→ 도전 과제
아래 줄 가운데 "the overcast sky?"이 들어 있는 줄부터 마지막 줄까지 하나도 빠짐없이 똑같이 옮겨 적으세요.

윤곽선 기록:

============

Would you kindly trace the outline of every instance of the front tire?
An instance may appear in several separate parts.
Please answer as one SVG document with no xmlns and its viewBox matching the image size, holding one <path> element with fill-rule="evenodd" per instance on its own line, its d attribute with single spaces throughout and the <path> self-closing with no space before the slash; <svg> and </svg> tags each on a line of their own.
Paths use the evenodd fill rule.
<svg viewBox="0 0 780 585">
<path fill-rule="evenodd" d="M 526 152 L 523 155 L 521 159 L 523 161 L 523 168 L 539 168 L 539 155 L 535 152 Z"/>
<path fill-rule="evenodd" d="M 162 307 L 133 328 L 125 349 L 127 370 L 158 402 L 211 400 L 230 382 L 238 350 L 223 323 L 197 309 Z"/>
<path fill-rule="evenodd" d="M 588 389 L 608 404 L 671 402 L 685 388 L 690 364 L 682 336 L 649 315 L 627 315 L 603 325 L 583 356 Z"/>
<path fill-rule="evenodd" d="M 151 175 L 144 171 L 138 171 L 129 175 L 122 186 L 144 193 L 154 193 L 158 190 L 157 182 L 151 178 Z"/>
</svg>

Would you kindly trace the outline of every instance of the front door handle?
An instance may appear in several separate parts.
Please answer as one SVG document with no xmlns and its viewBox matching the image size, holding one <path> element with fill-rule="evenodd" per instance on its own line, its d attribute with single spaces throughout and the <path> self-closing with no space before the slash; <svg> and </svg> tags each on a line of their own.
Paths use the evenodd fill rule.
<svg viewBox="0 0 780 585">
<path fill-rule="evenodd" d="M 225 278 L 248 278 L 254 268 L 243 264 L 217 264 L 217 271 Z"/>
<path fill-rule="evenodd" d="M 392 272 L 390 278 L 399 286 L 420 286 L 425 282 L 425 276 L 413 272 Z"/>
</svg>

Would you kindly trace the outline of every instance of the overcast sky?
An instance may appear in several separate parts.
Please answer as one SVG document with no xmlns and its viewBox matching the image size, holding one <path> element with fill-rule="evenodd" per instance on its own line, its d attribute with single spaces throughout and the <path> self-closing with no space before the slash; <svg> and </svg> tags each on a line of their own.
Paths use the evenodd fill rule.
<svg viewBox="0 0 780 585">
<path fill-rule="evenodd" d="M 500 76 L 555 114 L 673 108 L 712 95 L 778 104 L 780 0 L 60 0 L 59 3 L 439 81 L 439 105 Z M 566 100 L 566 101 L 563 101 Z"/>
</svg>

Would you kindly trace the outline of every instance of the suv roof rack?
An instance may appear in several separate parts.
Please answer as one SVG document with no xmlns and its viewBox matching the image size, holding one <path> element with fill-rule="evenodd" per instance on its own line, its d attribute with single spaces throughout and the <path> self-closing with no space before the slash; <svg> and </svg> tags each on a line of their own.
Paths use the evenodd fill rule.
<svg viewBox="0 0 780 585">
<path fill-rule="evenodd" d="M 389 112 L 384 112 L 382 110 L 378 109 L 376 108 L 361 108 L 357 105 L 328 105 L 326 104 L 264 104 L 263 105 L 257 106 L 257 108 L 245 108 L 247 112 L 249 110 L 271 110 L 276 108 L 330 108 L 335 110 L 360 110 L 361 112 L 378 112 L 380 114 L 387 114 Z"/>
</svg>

============

→ 풀이 결과
Would you kindly trace the outline of every instance of the overcast sky?
An instance may appear in several separate parts.
Please answer as one SVG document with no xmlns and its viewBox matching the image size, holding one <path> element with fill-rule="evenodd" per instance on its own line, its d attribute with single spaces throughout and the <path> self-closing with no space before the slash; <svg> and </svg> tags each on a line of their own.
Paths use the evenodd fill rule.
<svg viewBox="0 0 780 585">
<path fill-rule="evenodd" d="M 500 76 L 555 114 L 673 108 L 712 95 L 778 104 L 780 0 L 60 0 L 59 3 L 439 81 L 439 105 Z M 566 100 L 566 101 L 563 101 Z"/>
</svg>

Would you kindly trace the outline of every instance of the suv roof rack?
An instance may appear in several separate parts.
Please answer as one SVG document with no xmlns and its viewBox matching the image size, holding one <path> element with fill-rule="evenodd" per instance on its own line, its d attribute with single spaces throughout and the <path> self-closing with no space before the slash; <svg> and </svg> tags each on a line of their own.
Paths use the evenodd fill rule.
<svg viewBox="0 0 780 585">
<path fill-rule="evenodd" d="M 389 112 L 384 112 L 382 110 L 378 109 L 376 108 L 361 108 L 357 105 L 328 105 L 326 104 L 264 104 L 263 105 L 257 106 L 257 108 L 245 108 L 247 112 L 249 110 L 271 110 L 276 108 L 330 108 L 335 110 L 360 110 L 361 112 L 378 112 L 380 114 L 387 114 Z"/>
</svg>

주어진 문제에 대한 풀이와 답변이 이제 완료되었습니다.